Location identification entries
+++
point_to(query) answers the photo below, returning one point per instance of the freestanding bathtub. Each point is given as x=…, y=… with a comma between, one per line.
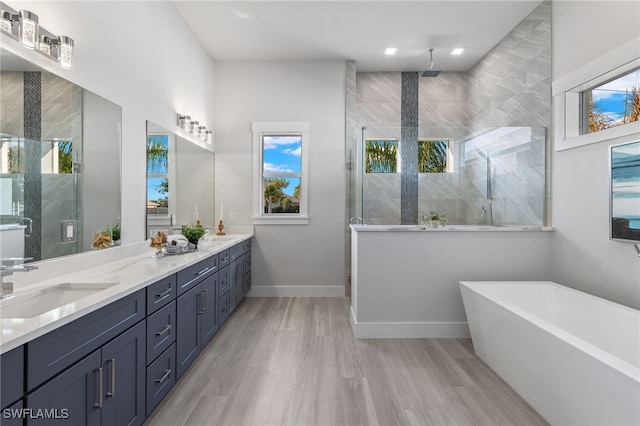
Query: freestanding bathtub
x=575, y=358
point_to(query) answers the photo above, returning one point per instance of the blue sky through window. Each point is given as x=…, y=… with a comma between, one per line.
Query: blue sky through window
x=609, y=99
x=282, y=155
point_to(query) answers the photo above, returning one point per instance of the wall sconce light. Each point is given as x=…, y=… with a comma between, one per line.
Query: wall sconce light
x=29, y=29
x=184, y=122
x=9, y=19
x=24, y=26
x=66, y=51
x=194, y=128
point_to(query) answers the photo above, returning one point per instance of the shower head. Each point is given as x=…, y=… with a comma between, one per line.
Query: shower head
x=431, y=72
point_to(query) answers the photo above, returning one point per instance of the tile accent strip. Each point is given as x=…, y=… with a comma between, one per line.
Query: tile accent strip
x=409, y=149
x=33, y=157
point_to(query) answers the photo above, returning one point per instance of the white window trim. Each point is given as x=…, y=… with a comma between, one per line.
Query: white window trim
x=566, y=98
x=258, y=128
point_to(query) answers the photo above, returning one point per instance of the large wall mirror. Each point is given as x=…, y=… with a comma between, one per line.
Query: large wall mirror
x=180, y=175
x=59, y=164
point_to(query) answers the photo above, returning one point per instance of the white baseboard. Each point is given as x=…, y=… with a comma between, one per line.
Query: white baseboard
x=296, y=291
x=388, y=330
+++
(Task to complete): Make an exact copy of the data, leaving its pictures out.

(Result for this task):
point_to(query) answers the photo below, returning one point per instance of the freestanding bathtub. Each point is given as x=…, y=… with a comma between, one per line.
Query: freestanding bathtub
x=575, y=358
point_to(query) answers the photo above, returning one point per instance of the blue sky through window. Each point is given as x=…, y=… with a comma between, one per line.
Query: blue sky through window
x=609, y=99
x=282, y=155
point_to(query) answers the photo above, returning one point per instance of the wall sconce light. Each point is given as x=…, y=… with a comma between, one per line.
Query: wall sconce light
x=29, y=29
x=184, y=122
x=9, y=19
x=24, y=26
x=66, y=51
x=194, y=128
point_to(query) answers the photo above, returning one point per instance of the shower head. Each point is given as x=…, y=… with a comma between, one per line.
Query: shower head
x=431, y=72
point_to(query) answers the photo above, returning one point per instance of the tile accent strip. Each point is given as x=…, y=… with a comma between, one per line.
Query: tile accent strip
x=409, y=149
x=33, y=157
point_to(query) answers the photo above, returning one point per instance of the white window trim. Each point is given as x=…, y=… with a comma between, one per line.
Query: white window trim
x=566, y=98
x=258, y=128
point_to(query) answers the photo above, returning one point per instance of the large wall mirror. Each point is given as x=…, y=… with a comma between, one per line.
Query: large wall mirror
x=180, y=175
x=59, y=164
point_to(query) answers the photo above, returning one point per instance of the white baseboard. Each point is given as x=…, y=… with a comma between, one per line.
Query: white baseboard
x=296, y=291
x=388, y=330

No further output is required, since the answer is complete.